Reproduce the stretch of the data below from its very start through the line containing "M359 95L344 90L334", both ends included, and nothing beyond it.

======

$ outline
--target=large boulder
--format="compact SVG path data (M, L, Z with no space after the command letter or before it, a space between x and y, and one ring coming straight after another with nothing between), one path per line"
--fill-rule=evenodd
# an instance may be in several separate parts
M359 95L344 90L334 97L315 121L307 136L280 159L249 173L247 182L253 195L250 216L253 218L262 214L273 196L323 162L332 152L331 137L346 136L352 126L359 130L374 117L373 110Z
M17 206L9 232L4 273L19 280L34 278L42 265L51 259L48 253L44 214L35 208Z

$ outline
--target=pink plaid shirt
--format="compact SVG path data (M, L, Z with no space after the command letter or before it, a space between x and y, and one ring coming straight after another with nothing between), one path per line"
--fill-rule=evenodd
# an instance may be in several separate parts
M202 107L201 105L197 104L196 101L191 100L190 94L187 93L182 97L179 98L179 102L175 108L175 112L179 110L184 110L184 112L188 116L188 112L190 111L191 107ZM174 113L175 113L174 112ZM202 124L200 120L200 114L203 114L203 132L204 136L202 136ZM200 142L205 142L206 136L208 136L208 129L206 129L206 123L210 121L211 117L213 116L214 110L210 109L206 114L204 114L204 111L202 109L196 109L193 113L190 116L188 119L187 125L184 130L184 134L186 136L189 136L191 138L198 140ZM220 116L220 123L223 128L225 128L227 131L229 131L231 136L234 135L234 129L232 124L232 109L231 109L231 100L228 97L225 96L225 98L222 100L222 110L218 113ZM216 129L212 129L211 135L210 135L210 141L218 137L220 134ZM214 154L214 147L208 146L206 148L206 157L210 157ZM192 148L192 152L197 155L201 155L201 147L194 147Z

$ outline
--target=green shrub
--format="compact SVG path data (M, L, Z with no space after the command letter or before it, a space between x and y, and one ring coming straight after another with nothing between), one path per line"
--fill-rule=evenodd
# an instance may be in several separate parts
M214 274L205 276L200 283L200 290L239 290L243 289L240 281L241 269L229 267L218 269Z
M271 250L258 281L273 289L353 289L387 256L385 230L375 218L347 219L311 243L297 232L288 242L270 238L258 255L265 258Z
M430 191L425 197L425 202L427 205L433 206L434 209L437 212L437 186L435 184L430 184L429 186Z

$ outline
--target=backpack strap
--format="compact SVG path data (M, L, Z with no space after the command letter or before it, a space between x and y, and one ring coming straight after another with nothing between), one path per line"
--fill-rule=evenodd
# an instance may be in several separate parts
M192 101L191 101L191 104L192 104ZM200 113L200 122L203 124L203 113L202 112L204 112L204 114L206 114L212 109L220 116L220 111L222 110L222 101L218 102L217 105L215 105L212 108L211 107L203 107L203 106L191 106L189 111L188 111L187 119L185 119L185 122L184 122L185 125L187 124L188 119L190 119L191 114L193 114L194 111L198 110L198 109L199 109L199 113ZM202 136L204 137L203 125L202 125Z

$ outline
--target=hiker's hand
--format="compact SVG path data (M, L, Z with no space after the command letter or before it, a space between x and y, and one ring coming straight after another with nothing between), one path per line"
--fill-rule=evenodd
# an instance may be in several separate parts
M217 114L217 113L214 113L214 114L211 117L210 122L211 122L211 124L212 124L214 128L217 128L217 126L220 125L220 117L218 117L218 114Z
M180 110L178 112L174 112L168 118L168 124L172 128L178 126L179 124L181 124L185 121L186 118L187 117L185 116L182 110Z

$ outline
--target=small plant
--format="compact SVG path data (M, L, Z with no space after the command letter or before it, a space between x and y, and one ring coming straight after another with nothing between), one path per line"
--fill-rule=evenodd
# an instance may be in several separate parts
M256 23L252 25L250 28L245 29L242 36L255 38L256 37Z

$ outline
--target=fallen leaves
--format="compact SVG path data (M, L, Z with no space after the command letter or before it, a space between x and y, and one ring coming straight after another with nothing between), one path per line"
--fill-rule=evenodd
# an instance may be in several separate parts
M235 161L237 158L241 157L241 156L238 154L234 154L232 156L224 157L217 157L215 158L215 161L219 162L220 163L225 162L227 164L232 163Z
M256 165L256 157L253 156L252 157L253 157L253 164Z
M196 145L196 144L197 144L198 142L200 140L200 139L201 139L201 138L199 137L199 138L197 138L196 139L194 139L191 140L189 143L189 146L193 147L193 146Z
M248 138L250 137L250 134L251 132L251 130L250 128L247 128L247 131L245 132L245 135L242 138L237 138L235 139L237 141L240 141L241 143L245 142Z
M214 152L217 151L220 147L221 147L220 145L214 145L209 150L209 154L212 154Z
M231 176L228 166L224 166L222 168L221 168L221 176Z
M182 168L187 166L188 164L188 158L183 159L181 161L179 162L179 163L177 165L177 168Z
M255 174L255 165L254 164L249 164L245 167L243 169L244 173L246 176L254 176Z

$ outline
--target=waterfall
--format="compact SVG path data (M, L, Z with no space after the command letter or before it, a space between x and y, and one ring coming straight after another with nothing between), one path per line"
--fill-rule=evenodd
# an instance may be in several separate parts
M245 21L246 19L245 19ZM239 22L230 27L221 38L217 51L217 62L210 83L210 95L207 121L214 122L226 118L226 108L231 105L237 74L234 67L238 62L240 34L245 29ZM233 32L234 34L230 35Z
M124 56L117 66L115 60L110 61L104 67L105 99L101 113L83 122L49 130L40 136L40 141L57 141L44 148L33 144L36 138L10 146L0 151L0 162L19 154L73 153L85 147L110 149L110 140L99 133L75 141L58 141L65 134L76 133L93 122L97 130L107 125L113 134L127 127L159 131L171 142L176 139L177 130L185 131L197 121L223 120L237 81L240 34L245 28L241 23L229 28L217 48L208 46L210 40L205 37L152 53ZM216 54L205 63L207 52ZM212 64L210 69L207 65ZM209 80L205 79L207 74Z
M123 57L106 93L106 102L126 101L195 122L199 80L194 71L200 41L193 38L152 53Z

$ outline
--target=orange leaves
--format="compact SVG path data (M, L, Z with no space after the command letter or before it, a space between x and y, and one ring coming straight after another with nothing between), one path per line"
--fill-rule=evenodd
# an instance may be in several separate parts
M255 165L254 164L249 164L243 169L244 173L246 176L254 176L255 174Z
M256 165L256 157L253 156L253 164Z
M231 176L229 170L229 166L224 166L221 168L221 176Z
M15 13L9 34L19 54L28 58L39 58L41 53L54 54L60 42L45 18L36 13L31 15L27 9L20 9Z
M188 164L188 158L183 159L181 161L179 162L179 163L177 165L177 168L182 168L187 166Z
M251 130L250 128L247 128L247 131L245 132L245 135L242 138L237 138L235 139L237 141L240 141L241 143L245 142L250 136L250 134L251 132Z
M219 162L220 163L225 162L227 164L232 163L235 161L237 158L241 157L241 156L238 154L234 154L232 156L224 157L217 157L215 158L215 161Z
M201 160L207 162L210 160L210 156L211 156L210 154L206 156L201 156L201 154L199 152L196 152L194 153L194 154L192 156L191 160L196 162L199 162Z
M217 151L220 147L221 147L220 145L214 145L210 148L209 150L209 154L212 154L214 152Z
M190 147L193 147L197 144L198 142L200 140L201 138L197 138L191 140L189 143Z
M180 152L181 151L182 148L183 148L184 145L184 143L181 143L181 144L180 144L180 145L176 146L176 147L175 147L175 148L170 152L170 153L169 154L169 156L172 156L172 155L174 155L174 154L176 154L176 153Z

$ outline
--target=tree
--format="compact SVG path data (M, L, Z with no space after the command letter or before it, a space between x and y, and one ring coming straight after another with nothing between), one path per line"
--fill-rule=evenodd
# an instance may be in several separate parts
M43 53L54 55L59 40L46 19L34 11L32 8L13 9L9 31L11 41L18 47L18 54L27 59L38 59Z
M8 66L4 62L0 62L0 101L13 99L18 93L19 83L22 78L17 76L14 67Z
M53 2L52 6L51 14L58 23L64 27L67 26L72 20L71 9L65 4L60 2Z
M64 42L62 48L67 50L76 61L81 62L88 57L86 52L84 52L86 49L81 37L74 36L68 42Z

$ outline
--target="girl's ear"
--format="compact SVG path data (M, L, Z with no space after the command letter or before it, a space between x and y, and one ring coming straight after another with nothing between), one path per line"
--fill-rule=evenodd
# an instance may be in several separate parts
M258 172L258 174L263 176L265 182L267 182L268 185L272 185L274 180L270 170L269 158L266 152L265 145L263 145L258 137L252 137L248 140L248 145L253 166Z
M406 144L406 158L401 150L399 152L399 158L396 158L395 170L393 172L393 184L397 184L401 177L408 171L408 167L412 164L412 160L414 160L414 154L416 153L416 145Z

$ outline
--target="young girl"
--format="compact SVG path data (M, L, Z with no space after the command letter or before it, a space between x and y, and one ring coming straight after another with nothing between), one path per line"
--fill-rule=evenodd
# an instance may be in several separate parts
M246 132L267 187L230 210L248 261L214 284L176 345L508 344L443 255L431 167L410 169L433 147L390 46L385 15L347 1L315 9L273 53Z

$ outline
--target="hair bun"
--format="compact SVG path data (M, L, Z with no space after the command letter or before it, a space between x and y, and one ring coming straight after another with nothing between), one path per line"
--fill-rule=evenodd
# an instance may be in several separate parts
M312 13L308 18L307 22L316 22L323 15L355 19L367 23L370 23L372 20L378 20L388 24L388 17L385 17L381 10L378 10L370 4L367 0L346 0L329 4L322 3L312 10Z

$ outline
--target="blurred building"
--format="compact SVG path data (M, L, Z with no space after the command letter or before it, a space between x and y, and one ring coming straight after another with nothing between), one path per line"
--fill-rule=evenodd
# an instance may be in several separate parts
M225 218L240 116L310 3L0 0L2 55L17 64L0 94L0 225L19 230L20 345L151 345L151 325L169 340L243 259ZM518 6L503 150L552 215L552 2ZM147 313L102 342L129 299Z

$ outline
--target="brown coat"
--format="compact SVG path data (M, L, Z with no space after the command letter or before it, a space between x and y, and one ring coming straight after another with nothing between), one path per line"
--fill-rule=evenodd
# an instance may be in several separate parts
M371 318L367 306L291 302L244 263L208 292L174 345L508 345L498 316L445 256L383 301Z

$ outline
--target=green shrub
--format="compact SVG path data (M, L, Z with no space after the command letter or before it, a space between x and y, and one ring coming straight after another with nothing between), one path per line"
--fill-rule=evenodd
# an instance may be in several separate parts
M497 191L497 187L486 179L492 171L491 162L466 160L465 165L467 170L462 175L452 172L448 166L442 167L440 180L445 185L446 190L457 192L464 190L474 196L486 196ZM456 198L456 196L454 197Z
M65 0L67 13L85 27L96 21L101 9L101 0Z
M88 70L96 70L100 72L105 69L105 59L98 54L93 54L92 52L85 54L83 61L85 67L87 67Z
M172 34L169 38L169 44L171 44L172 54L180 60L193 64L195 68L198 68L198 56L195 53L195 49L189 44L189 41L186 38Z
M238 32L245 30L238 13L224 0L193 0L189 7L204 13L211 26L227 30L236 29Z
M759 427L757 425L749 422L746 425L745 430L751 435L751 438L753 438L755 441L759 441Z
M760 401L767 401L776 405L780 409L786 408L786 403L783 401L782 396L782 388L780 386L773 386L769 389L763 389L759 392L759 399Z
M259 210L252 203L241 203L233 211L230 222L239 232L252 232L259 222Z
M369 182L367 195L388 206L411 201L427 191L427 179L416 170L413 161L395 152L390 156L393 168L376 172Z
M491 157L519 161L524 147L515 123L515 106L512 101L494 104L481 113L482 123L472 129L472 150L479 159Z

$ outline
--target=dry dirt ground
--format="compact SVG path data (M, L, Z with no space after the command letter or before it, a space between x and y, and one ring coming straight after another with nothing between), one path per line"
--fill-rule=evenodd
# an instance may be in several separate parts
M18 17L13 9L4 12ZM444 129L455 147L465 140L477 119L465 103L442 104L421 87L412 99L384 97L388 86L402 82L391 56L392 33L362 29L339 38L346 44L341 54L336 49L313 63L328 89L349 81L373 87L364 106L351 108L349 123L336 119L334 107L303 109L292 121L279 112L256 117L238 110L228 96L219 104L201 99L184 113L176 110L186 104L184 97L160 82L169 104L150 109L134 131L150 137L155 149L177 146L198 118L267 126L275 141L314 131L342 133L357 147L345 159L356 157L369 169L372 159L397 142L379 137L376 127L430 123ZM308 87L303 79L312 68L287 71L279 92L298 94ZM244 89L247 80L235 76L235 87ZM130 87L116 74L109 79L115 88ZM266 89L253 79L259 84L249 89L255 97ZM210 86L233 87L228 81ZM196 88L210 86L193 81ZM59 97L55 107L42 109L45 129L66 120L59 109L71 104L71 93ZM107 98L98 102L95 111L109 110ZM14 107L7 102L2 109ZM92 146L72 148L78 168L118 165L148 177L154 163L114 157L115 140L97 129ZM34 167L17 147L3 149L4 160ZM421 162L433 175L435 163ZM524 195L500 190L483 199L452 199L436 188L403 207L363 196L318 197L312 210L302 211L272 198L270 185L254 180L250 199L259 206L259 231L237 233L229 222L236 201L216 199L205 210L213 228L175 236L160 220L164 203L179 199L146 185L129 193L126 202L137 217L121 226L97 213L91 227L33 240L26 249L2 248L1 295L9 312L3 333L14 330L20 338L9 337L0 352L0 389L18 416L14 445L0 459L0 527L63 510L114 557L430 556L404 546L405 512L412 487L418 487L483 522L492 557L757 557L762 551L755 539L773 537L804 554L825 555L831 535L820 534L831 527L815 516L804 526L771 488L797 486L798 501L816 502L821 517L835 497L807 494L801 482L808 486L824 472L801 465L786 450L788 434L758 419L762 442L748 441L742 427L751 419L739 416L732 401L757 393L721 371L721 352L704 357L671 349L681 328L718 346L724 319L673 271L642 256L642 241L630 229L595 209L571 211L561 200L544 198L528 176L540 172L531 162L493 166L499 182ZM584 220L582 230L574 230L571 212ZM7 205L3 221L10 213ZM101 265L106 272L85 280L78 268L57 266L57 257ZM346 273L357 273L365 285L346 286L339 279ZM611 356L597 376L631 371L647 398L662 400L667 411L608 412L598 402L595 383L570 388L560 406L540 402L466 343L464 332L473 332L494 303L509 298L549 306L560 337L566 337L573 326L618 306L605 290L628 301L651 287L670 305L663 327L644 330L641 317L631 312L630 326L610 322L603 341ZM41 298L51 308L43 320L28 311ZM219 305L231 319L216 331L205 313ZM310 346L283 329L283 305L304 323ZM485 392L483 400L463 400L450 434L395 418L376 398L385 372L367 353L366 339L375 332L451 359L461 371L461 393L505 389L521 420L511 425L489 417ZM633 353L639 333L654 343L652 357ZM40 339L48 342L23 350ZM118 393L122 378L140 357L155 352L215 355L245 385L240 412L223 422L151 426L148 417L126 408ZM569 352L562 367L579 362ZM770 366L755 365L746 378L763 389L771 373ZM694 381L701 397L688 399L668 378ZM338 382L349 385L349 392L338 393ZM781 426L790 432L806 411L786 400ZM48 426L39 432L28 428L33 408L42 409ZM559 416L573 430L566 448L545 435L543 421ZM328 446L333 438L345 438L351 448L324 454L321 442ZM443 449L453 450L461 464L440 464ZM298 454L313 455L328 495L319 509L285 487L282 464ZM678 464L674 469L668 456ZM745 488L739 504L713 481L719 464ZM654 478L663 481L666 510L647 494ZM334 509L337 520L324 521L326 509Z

======

§ **ANSWER TO THIS PROBLEM**:
$ outline
--target=large boulder
--format="compact SVG path data (M, L, Z with no space after the command letter or before it, a space between x and y, and one ring coming straight after another with nothing between), one path per line"
--fill-rule=evenodd
# an instance may be in several separate parts
M359 95L344 90L334 97L315 121L307 136L280 159L249 173L247 182L253 195L250 216L253 218L262 214L273 196L323 162L332 152L331 137L346 136L352 126L359 130L374 117L373 110Z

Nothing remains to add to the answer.